(Material for the task begins)

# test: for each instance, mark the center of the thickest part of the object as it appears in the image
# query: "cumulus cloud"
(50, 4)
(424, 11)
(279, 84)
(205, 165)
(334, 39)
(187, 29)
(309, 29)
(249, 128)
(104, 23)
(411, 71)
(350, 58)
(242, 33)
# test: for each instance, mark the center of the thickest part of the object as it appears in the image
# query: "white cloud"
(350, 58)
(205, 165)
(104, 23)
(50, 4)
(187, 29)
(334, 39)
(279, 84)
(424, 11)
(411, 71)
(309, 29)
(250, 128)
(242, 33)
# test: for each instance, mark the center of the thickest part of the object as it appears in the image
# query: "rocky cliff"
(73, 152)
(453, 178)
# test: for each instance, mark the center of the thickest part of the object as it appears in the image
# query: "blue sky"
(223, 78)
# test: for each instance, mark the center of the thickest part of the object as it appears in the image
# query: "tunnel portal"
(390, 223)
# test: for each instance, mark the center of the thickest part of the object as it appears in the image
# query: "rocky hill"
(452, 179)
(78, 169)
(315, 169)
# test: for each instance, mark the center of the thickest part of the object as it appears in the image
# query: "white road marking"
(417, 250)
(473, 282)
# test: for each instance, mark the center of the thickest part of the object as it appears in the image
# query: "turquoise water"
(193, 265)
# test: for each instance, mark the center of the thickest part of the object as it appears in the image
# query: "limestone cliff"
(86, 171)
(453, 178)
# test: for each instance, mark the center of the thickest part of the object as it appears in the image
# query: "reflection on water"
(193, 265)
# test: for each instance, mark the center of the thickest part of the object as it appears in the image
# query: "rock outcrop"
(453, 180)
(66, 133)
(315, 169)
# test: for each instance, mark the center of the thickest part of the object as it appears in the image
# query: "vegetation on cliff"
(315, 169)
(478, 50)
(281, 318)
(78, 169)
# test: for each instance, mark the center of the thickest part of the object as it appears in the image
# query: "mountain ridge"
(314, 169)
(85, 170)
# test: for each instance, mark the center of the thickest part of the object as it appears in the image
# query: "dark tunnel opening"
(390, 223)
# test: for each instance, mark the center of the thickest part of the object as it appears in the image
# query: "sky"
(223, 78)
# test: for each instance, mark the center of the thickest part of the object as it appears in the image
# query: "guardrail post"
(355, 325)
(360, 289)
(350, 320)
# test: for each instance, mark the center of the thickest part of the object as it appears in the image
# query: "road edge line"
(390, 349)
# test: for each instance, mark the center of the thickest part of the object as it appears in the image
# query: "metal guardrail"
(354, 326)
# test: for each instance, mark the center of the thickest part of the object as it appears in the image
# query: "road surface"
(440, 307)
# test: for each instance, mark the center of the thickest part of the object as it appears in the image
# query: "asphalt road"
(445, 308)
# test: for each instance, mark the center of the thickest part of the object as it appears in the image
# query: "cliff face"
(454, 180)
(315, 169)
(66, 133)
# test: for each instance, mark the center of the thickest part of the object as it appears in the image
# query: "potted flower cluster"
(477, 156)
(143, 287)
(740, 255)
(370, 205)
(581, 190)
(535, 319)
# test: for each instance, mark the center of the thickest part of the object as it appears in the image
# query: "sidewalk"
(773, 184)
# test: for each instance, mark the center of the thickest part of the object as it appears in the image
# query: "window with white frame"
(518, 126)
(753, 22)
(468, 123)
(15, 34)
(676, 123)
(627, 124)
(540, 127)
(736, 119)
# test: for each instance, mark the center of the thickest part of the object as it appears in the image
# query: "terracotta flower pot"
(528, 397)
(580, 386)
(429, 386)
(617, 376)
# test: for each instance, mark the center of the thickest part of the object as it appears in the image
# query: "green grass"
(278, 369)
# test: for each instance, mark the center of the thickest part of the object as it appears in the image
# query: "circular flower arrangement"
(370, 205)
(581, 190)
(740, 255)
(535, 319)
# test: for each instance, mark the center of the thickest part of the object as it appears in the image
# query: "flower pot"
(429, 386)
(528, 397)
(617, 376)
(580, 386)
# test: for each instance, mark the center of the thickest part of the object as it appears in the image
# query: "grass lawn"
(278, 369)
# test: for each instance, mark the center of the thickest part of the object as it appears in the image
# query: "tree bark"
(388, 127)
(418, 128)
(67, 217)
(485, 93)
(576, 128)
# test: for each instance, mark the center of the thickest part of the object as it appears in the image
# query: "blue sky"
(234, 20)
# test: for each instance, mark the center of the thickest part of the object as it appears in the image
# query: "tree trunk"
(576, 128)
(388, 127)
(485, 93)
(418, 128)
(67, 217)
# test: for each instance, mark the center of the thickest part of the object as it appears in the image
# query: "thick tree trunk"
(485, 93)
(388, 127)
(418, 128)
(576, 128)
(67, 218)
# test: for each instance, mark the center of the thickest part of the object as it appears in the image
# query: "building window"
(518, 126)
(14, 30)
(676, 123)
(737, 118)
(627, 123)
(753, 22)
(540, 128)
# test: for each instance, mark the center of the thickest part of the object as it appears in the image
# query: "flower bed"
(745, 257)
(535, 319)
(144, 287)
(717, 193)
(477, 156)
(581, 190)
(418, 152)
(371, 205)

(Material for the task ends)

**Description of the task:**
In full and without error, repeat the material above.

**Solution to the exercise:**
# test: for each instance, mark the center of the thickest part of the object as it appears in the image
# query: "cumulus cloud"
(50, 4)
(424, 11)
(279, 84)
(205, 165)
(334, 39)
(187, 29)
(309, 29)
(249, 128)
(104, 23)
(411, 71)
(350, 58)
(242, 33)
# test: for each instance, mark the center of the thickest part of the object as it appears in the image
# query: "white cloud"
(350, 58)
(205, 165)
(104, 23)
(50, 4)
(187, 29)
(334, 39)
(279, 84)
(424, 11)
(411, 71)
(309, 29)
(250, 128)
(242, 33)
# test: for each instance, mark the center of the thickest part of the object as it appears in the image
# query: "rocky cliff"
(73, 152)
(453, 178)
# test: for each instance, mark the center of the thickest part of the object as it appears in the image
# query: "blue sky"
(223, 78)
# test: for each instance, mark the center of the thickest part of the object as it appears in the image
# query: "tunnel portal"
(390, 223)
# test: for each instance, mark the center of the thickest part of the object as it appears in the image
# query: "rocky hill"
(452, 179)
(78, 169)
(315, 169)
# test: for each instance, mark the center of the thickest part of the object as it appears in the image
# query: "white road marking"
(417, 250)
(473, 282)
# test: for each instance, mark the center of the thickest part of the object as it appears in the image
# query: "turquoise water"
(193, 265)
# test: for each instance, mark the center of the thickest part of the object as it appears in the image
# query: "limestone cliff"
(86, 171)
(453, 178)
# test: for each instance, mark the center of the thickest part of the object as it appears in the image
# query: "reflection on water"
(193, 265)
# test: for each instance, mark the center of the thickest part of the object as it appears in the image
# query: "rock outcrop"
(453, 180)
(66, 133)
(315, 169)
# test: for each instance, mark the center of the thickest part of the object as it appears in the image
# query: "vegetation on cliff"
(315, 169)
(478, 50)
(281, 318)
(78, 169)
# test: for each instance, mark the center of the thickest part of the object as it appears in the image
# query: "mountain ridge"
(314, 169)
(85, 170)
# test: for each instance, mark the center of the thickest part of the object as it appears in the image
# query: "dark tunnel opening"
(390, 223)
# test: for each instance, mark the center of the thickest part of the object as it appears in the image
# query: "sky"
(223, 78)
# test: for each instance, mark the center of the thickest part of the object as it appears in the image
# query: "guardrail post"
(355, 325)
(360, 289)
(350, 320)
# test: for each instance, mark the center of the thickest part of the object as it appears in the image
# query: "road edge line"
(390, 349)
# test: for each instance, mark the center of the thickest part of the object as it appears in the image
# query: "metal guardrail"
(354, 326)
# test: for each instance, mark the center of the thickest part of the object as it appears in the image
# query: "road surface"
(440, 307)
# test: for each instance, mark the center of the thickest part of the object as it appears in the image
# query: "asphalt road"
(445, 308)
# test: for each instance, mark the center of the thickest part of the object as it appears in the image
# query: "cliff face"
(454, 180)
(315, 169)
(66, 133)
# test: for each instance, mark the center of the thickest part of the object as it appears in the image
# query: "potted flower cluster"
(477, 156)
(143, 287)
(740, 255)
(370, 205)
(581, 190)
(535, 319)
# test: for each instance, mark the center of the thickest part of the object as it appears in the image
# query: "sidewalk"
(773, 184)
# test: for each instance, mark the center of the thickest part of the object as it appears in the image
# query: "window with white frame"
(518, 126)
(753, 22)
(468, 123)
(15, 34)
(676, 123)
(627, 124)
(540, 127)
(736, 119)
# test: for each instance, mark the center of the thickest part of the object as it appears in the image
# query: "terracotta flower pot"
(528, 397)
(580, 386)
(429, 386)
(617, 376)
# test: for each instance, mark the center of the thickest part of the object as it appears in the image
# query: "green grass"
(278, 369)
# test: for each instance, mark the center of the thickest part of the object as it appears in the image
# query: "circular flower arrangement"
(370, 205)
(581, 190)
(740, 255)
(535, 319)
# test: for each instance, mark the center of the thickest part of the object as it appears in the image
# query: "flower pot"
(429, 386)
(528, 397)
(617, 376)
(580, 386)
# test: for each instance, mark the center of the thickest part of the object as it appears in the image
# query: "grass lawn"
(278, 369)
# test: for each instance, mark the center of the thickest part of the object as it appears in the image
# query: "tree bark"
(388, 127)
(418, 128)
(67, 217)
(485, 93)
(576, 128)
# test: for each instance, mark the center of the thickest part of the object as it appears in the image
# query: "blue sky"
(234, 20)
# test: for each instance, mark the center of the thickest part of the object as it appears in the image
# query: "tree trunk"
(576, 128)
(388, 127)
(485, 93)
(418, 128)
(67, 217)
# test: for each instance, mark the center of the thickest part of the object as it appears in the image
# query: "thick tree trunk"
(485, 93)
(388, 127)
(418, 128)
(576, 128)
(67, 218)
# test: for each instance, mark the center of the thickest part of the object as it appears in the image
# query: "building window"
(518, 126)
(14, 30)
(676, 123)
(737, 118)
(627, 123)
(753, 22)
(540, 128)
# test: for each instance, mark the center of the thickest part of the object as it appears in the image
# query: "flower bed"
(745, 257)
(535, 319)
(144, 287)
(717, 193)
(477, 156)
(581, 190)
(418, 152)
(371, 205)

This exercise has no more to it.